▶ Exercise objective: Please return all of the data exactly as written.

▶ Task inputs:
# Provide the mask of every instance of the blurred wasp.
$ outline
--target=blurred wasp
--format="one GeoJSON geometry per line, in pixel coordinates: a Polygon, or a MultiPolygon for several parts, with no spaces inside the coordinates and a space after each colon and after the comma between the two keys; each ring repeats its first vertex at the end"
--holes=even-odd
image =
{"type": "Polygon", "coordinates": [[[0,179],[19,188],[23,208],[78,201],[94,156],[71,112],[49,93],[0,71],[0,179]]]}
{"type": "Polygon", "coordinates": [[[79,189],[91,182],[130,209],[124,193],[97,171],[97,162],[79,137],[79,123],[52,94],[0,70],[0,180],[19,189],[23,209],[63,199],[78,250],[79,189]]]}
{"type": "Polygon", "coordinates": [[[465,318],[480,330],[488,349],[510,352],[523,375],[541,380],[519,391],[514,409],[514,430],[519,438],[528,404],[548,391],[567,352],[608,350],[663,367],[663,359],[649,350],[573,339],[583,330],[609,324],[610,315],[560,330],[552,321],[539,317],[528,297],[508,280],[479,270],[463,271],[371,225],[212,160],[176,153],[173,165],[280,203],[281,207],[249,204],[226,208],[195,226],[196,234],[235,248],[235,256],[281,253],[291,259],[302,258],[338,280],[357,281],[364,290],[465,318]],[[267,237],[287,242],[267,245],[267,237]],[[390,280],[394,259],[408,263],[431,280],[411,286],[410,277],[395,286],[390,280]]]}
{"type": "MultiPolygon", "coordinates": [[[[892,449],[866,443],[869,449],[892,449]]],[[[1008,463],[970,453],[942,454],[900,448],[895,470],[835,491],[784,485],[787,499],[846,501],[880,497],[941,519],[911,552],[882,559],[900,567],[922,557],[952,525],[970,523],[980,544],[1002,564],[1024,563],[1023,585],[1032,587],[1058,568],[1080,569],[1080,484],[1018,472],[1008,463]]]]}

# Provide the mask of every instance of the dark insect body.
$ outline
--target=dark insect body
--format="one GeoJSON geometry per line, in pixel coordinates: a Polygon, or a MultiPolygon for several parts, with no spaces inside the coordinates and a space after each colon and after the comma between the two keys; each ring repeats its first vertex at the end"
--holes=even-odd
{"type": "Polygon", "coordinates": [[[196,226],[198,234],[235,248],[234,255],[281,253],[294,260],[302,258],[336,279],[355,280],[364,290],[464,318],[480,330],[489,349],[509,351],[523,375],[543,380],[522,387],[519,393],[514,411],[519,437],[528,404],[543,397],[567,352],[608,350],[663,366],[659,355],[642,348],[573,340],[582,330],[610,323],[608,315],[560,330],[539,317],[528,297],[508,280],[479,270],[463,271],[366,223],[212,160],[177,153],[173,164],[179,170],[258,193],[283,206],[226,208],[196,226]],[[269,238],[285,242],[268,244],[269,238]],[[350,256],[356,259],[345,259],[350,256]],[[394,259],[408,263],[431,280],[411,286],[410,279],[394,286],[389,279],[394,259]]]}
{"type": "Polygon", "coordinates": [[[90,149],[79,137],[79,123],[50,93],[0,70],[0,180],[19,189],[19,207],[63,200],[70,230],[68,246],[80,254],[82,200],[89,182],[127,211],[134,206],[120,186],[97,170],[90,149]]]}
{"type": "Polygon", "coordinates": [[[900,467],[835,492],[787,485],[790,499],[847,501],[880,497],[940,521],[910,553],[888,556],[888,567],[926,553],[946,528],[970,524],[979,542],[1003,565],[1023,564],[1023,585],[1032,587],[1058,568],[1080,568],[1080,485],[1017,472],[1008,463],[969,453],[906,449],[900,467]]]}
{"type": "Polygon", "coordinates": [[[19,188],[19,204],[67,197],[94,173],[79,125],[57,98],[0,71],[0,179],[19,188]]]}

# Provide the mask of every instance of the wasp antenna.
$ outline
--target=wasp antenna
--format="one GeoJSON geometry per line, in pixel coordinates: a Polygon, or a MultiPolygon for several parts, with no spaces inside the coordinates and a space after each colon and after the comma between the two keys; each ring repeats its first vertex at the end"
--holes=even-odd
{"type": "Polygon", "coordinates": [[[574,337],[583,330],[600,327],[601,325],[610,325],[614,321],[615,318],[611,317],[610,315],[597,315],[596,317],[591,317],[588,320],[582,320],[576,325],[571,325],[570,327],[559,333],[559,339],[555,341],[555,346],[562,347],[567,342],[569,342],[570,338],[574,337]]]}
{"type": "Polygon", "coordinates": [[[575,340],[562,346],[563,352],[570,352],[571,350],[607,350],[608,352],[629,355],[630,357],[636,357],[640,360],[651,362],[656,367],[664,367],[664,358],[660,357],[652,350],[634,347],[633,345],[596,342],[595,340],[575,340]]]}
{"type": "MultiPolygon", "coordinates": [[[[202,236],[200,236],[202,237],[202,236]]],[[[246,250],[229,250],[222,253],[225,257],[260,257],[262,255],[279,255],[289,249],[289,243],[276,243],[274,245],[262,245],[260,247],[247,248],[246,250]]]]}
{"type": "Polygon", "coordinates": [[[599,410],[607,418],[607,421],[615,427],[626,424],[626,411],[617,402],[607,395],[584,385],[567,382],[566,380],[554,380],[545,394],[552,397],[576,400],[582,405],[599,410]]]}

▶ Answer:
# Provide the mask of every instance of the blurred wasp.
$ outline
--target=blurred wasp
--format="one GeoJSON geometry per line, in pixel coordinates: a Polygon, or a MultiPolygon for several parts, with no spaces inside the coordinates and a space after each colon and after the comma between the two keys; each ring repeats its first vertex at the end"
--holes=even-odd
image =
{"type": "Polygon", "coordinates": [[[0,179],[19,188],[23,208],[78,201],[94,156],[71,112],[49,93],[0,71],[0,179]]]}
{"type": "Polygon", "coordinates": [[[79,189],[91,182],[130,209],[124,193],[97,171],[97,162],[79,137],[79,123],[52,94],[0,70],[0,180],[19,189],[23,209],[63,199],[78,250],[79,189]]]}
{"type": "Polygon", "coordinates": [[[465,318],[480,330],[488,349],[510,352],[523,375],[541,380],[519,391],[514,409],[514,430],[519,438],[528,404],[548,391],[567,352],[608,350],[663,367],[663,359],[649,350],[573,339],[583,330],[609,324],[610,315],[560,330],[552,321],[539,317],[528,297],[508,280],[479,270],[463,271],[371,225],[212,160],[176,153],[173,165],[280,203],[281,207],[249,204],[226,208],[195,226],[196,234],[235,248],[235,256],[281,253],[291,259],[302,258],[338,280],[357,281],[364,290],[465,318]],[[267,237],[287,242],[267,245],[267,237]],[[390,280],[394,259],[408,263],[431,280],[411,286],[410,277],[395,286],[390,280]]]}
{"type": "MultiPolygon", "coordinates": [[[[892,449],[866,443],[869,449],[892,449]]],[[[1008,463],[970,453],[942,454],[900,448],[895,470],[835,491],[784,485],[787,499],[846,501],[880,497],[941,519],[911,552],[882,559],[900,567],[922,557],[952,525],[970,523],[980,544],[1002,564],[1024,563],[1023,585],[1032,587],[1058,568],[1080,569],[1080,484],[1018,472],[1008,463]]]]}

# Provide the mask of every instance of the dark insect body.
$ outline
--target=dark insect body
--format="one GeoJSON geometry per line, in pixel coordinates: a Polygon, or a MultiPolygon for several parts, with no spaces inside the coordinates and a space after each colon and after the comma between the two keys; each ring repeats its first vertex at the end"
--holes=even-odd
{"type": "Polygon", "coordinates": [[[196,226],[198,234],[235,248],[234,255],[281,253],[294,260],[302,258],[336,279],[355,280],[364,290],[464,318],[480,330],[489,349],[509,351],[523,375],[543,380],[522,387],[519,393],[514,411],[519,437],[528,404],[543,397],[567,352],[608,350],[663,366],[659,355],[642,348],[573,340],[582,330],[610,323],[608,315],[560,330],[539,317],[528,297],[508,280],[479,270],[463,271],[366,223],[212,160],[177,153],[173,164],[179,170],[258,193],[283,206],[226,208],[196,226]],[[269,238],[285,242],[268,244],[269,238]],[[350,256],[356,259],[345,259],[350,256]],[[394,259],[408,263],[431,280],[411,286],[410,279],[394,286],[389,279],[394,259]]]}
{"type": "Polygon", "coordinates": [[[90,149],[79,137],[79,123],[50,93],[0,70],[0,180],[19,189],[19,207],[63,200],[70,230],[68,246],[80,254],[82,200],[89,182],[127,211],[134,206],[120,186],[97,170],[90,149]]]}
{"type": "Polygon", "coordinates": [[[900,467],[835,492],[787,485],[790,499],[847,501],[880,497],[940,521],[910,553],[888,556],[888,567],[926,553],[946,528],[970,524],[979,542],[1003,565],[1023,564],[1023,585],[1032,587],[1058,568],[1080,568],[1080,485],[1017,472],[1008,463],[969,453],[906,449],[900,467]]]}
{"type": "Polygon", "coordinates": [[[19,188],[19,204],[67,197],[94,173],[79,125],[57,98],[0,71],[0,179],[19,188]]]}

# Provide the mask of every instance of the wasp antenna.
$ outline
--target=wasp antenna
--format="one GeoJSON geometry per line, in pixel coordinates: a Polygon, or a MultiPolygon for several parts, with no spaces inside the coordinates and a space after each colon and after the comma between the two keys; each ring repeats its first vertex at the end"
--holes=even-odd
{"type": "Polygon", "coordinates": [[[574,337],[583,330],[600,327],[601,325],[610,325],[614,321],[615,318],[611,317],[610,315],[597,315],[596,317],[591,317],[588,320],[582,320],[576,325],[571,325],[570,327],[559,333],[559,339],[555,341],[555,346],[562,347],[567,342],[569,342],[570,338],[574,337]]]}
{"type": "Polygon", "coordinates": [[[575,340],[562,346],[563,352],[570,352],[571,350],[607,350],[608,352],[629,355],[630,357],[636,357],[640,360],[651,362],[656,367],[664,367],[664,358],[660,357],[652,350],[634,347],[633,345],[596,342],[595,340],[575,340]]]}
{"type": "MultiPolygon", "coordinates": [[[[202,236],[200,236],[202,237],[202,236]]],[[[246,250],[229,250],[222,253],[225,257],[260,257],[262,255],[279,255],[289,249],[289,243],[276,243],[274,245],[262,245],[260,247],[247,248],[246,250]]]]}
{"type": "Polygon", "coordinates": [[[599,410],[607,418],[607,421],[615,427],[626,424],[626,411],[617,402],[607,395],[584,385],[567,382],[566,380],[554,380],[545,394],[552,397],[576,400],[582,405],[599,410]]]}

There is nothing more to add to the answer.